Dataset excerpts:
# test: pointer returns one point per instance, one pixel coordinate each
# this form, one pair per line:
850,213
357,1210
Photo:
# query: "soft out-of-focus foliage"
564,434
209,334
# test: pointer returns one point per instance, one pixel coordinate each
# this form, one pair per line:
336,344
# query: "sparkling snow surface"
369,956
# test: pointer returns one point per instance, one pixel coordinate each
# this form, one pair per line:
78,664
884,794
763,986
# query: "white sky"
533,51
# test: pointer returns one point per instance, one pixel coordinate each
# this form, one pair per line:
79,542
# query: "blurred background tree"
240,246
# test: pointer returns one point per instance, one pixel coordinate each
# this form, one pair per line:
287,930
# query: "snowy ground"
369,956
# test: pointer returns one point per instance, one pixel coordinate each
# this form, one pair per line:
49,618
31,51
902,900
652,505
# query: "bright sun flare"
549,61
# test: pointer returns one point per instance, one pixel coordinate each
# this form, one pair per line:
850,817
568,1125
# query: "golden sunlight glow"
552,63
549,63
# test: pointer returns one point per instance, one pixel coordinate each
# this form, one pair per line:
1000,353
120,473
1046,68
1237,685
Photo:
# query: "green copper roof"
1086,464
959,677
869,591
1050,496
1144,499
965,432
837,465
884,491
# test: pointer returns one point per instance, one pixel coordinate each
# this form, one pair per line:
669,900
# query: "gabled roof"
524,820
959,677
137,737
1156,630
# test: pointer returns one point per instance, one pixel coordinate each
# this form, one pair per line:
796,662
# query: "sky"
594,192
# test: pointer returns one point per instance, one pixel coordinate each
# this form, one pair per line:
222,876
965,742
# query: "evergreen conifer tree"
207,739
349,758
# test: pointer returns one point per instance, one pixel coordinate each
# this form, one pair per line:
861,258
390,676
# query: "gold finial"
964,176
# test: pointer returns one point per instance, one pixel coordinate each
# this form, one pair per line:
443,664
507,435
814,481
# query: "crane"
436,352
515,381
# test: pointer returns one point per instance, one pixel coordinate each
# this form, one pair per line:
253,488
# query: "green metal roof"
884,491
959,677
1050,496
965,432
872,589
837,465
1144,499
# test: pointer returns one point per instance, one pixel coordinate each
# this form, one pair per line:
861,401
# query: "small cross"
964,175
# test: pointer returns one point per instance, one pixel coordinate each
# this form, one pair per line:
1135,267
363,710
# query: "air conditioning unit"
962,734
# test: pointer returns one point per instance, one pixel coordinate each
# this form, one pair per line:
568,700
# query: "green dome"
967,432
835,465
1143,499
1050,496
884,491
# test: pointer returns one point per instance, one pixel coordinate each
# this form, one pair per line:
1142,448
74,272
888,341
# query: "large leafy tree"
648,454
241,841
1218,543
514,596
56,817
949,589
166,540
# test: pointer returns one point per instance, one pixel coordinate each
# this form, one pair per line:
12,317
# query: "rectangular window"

What is being asked:
Copy out the data shown above in full. Match it exactly.

Answer box:
# test: pointer returns one point per instance, one pixel coordinate each
# this form, one pair per line:
850,213
357,1210
Photo:
# query: "soft out-of-focus foliage"
564,434
209,334
# test: pointer returns one point per instance, one pixel coordinate each
# this form, one pair per line:
336,344
# query: "sparkling snow surface"
369,956
# test: pointer returns one point per instance, one pixel coordinate each
# this form, one pair per line:
78,664
884,794
763,986
# query: "white sky"
533,51
# test: pointer returns one point per instance, one pixel coordinate each
# this form, one pair per line:
79,542
# query: "blurred background tree"
240,246
# test: pointer returns one point per instance, one pixel coordinate each
# this form, one pair per line:
287,930
# query: "snowy ground"
369,956
# test: pointer returns one point per instance, one pixel coordinate each
# this form, one pair per line:
49,618
31,51
902,900
652,505
# query: "bright sun flare"
549,61
# test: pointer returns one point per instance, one pixel coordinate each
# this form, one pair per line:
850,817
568,1125
# query: "golden sunlight glow"
552,63
549,63
# test: pointer returns one point per instance, one pixel coordinate each
# this form, one pair per line:
1000,353
120,473
1046,68
1237,685
Photo:
# query: "green copper roof"
1086,464
959,677
869,591
1050,496
1144,499
965,432
837,465
884,491
# test: pointer returns one point per instance, one pixel coordinate each
# this form, one pair per line:
669,900
# query: "gabled roof"
524,820
959,677
137,737
1156,630
# test: pointer returns one point per instance, one pixel coordinate each
# this form, one pair per line:
796,662
# query: "sky"
594,192
# test: pointer returns one point per instance, one pixel coordinate each
# this form, one pair per line:
222,876
965,742
# query: "evergreen conifer tree"
207,739
349,758
# test: pointer returns one point per instance, one pixel coordinate each
# this form, one pair per line:
861,258
390,676
# query: "gold finial"
964,176
# test: pointer returns one point per instance, one pixel coordinate each
# this form, one pair per line:
443,664
507,435
814,481
# query: "crane"
436,352
515,381
# test: pointer returns one point per instance, one pixel coordinate each
# this form, one pair per line:
253,488
# query: "green metal roof"
884,491
959,677
1050,496
965,432
872,589
837,465
1144,499
# test: pointer returns one point per instance, one pixel coordinate each
# this form, one pair per line:
861,401
# query: "small cross"
964,175
# test: pointer returns one point per instance, one pixel coordinate each
# this form, one pair per line:
1135,267
363,710
# query: "air conditioning unit"
962,734
# test: pointer returns one point per instance, one pixel coordinate each
# this form, one pair per line:
568,700
# query: "green dome"
967,432
835,465
1143,499
1050,496
884,491
# test: pointer returns one point per instance, one pixel coordinate each
# this form, one pair per line:
1142,448
74,272
888,341
# query: "large leafy tree"
648,454
241,841
1218,543
514,596
56,817
949,589
166,540
# test: pointer returns one point per instance, one pixel coordinate each
# this form, one pair per line:
12,317
# query: "rectangular window"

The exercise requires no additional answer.